▶ _INSTRUCTION_:
Reproduce every one of these lines verbatim, leaving out the pictures.

Labeled shape lines:
## begin

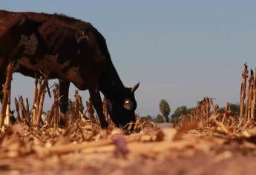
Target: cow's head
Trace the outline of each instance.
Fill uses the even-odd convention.
[[[108,108],[110,116],[116,125],[128,128],[130,123],[135,122],[137,102],[135,90],[139,88],[137,83],[132,88],[125,88],[124,92],[115,100],[108,100]]]

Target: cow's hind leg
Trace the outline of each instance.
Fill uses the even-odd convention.
[[[59,108],[60,108],[60,125],[67,125],[67,111],[68,108],[68,90],[70,82],[59,79]]]
[[[102,102],[100,98],[99,90],[96,85],[89,88],[90,97],[93,102],[93,107],[97,112],[99,119],[100,122],[100,125],[102,128],[105,128],[108,126],[108,122],[106,122],[104,114],[103,114],[103,108]]]

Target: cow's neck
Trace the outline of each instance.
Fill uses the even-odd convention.
[[[99,88],[111,101],[116,101],[125,91],[125,88],[111,60],[101,76]]]

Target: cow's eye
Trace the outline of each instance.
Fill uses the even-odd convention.
[[[130,110],[132,109],[133,105],[134,105],[134,104],[130,99],[125,99],[124,105],[123,105],[125,109]]]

## end

▶ _ANSWER TO THE PROBLEM_:
Target: cow's head
Trace the outline of each instance.
Fill uses the even-odd convention.
[[[108,108],[110,116],[116,125],[128,128],[130,123],[135,122],[137,102],[135,90],[139,88],[137,83],[132,88],[125,88],[124,92],[115,100],[108,100]]]

Target: cow's hind leg
Trace the outline of each instance.
Fill uses the even-odd convention.
[[[59,108],[60,108],[60,125],[67,125],[67,111],[68,108],[68,90],[70,82],[59,79]]]
[[[102,102],[100,98],[99,90],[96,85],[89,88],[90,97],[93,102],[93,107],[97,112],[99,119],[100,122],[100,125],[102,128],[105,128],[108,126],[108,122],[106,122],[104,114],[103,114],[103,108]]]

Target: cow's neck
Trace the outline of each instance.
Fill uses the even-odd convention.
[[[99,88],[111,101],[116,101],[125,91],[125,88],[111,60],[101,76]]]

Target: cow's eye
Trace the outline of each instance.
Fill uses the even-odd convention.
[[[130,110],[132,109],[133,105],[134,105],[134,104],[130,99],[125,99],[124,105],[123,105],[125,109]]]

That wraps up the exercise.